> Supplied material
——————
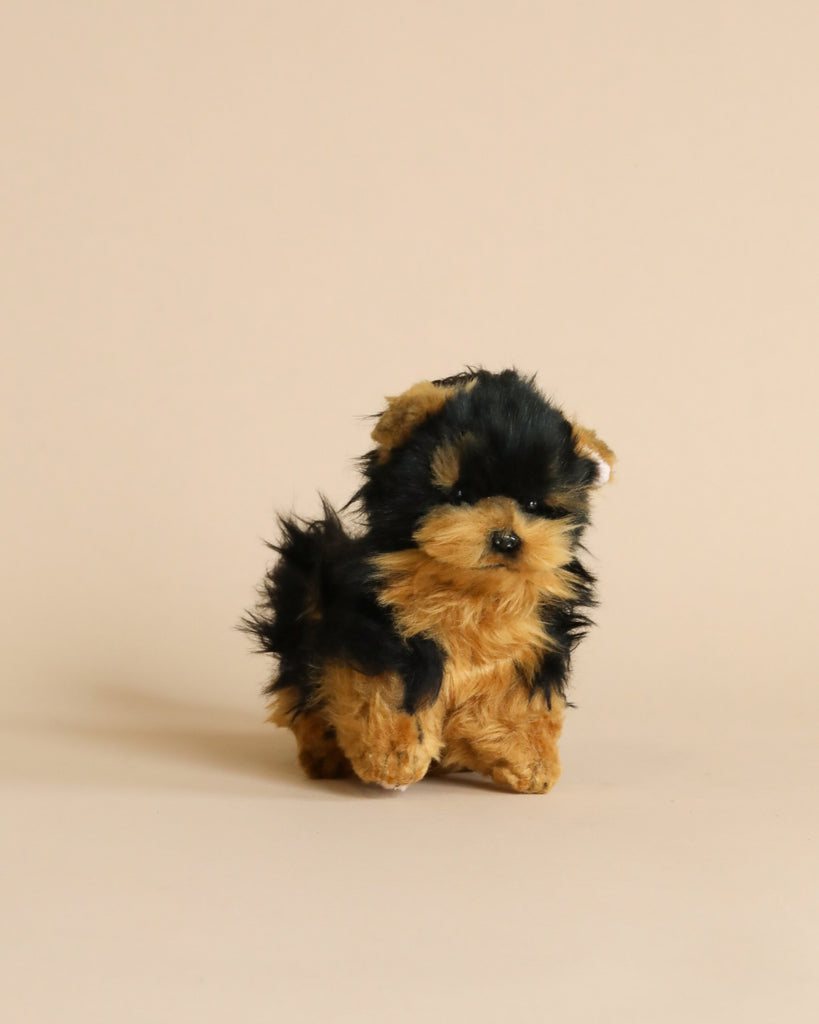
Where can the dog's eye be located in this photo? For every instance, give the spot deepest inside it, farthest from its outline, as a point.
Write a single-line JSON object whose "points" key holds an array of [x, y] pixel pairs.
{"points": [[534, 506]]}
——————
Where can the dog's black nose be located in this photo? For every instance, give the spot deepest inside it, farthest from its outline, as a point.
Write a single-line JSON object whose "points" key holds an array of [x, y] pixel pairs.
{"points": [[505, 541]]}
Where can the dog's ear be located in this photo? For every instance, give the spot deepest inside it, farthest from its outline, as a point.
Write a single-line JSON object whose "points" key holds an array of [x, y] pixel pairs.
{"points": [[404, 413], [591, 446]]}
——————
> Task description
Please list each line in the records that contains the word "this". Case counts.

> Finished exercise
Where can the dog's eye be located in this photo? For every instance, give the spot deepest inside it, farthest from its outline, as a point.
Where can the dog's black nose be located in this photo? For every instance, give the spot deepest inside it, farthest from its outline, as a point.
Where can the dog's ear be located in this photo? For every instance, give the spot deepest inside it, farthest from its outline, as a point.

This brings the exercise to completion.